Records supplied:
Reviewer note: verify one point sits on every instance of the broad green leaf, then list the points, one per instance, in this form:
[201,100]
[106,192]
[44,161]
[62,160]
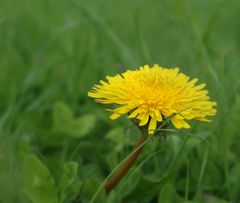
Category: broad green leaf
[37,181]
[147,188]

Exercise requirements: Render the lines above as a JSON list of strings, one string per line, with blank lines omitted and the pictures left out.

The answer:
[
  "Reviewer note: verify one point sits on every instance of the broad green leaf, then list the points, one per instance, in this form:",
  "[201,100]",
  "[106,192]",
  "[44,161]",
  "[62,160]",
  "Category: broad green leaf",
  "[37,181]",
  "[147,188]"
]